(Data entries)
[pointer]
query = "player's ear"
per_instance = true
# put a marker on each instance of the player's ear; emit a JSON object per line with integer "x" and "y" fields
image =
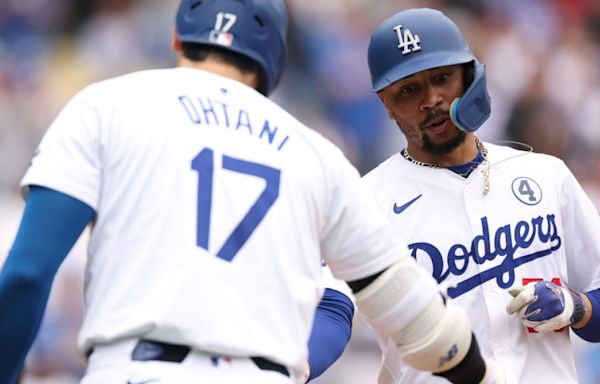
{"x": 383, "y": 99}
{"x": 175, "y": 42}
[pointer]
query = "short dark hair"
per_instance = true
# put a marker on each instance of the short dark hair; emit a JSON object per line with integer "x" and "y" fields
{"x": 200, "y": 52}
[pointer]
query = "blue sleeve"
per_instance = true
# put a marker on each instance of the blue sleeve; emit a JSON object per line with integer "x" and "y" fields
{"x": 591, "y": 332}
{"x": 331, "y": 331}
{"x": 50, "y": 226}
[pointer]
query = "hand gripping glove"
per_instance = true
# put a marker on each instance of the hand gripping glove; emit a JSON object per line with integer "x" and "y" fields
{"x": 545, "y": 306}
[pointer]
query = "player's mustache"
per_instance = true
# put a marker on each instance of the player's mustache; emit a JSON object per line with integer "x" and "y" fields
{"x": 432, "y": 115}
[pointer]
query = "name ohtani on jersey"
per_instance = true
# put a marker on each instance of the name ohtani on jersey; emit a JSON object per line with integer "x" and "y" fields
{"x": 207, "y": 111}
{"x": 510, "y": 242}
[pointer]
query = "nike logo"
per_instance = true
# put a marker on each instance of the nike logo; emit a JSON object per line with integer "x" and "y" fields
{"x": 399, "y": 209}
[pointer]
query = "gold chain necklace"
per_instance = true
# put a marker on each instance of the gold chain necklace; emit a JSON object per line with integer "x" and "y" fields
{"x": 485, "y": 171}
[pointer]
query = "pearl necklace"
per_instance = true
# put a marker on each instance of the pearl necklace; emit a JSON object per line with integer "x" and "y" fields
{"x": 485, "y": 171}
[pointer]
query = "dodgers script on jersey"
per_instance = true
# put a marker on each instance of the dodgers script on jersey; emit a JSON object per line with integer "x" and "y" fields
{"x": 478, "y": 246}
{"x": 199, "y": 198}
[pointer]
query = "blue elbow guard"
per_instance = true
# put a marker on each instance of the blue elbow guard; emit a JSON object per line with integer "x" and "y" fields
{"x": 331, "y": 331}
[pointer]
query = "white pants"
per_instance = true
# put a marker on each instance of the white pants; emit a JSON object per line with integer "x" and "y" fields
{"x": 112, "y": 364}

THE PROBLEM ▸
Identify each line in the data entries above that contains the word "blue", and copy those lines.

WRITTEN RESPONSE ▸
query = "blue sleeve"
# put a marker on each instance of the blue sleeve; emit a JSON object per line with integer "x" and "y" fields
query = "blue elbow guard"
# put a marker on each instance of the blue elbow guard; emit a JSON object per line with integer "x" and "y" fields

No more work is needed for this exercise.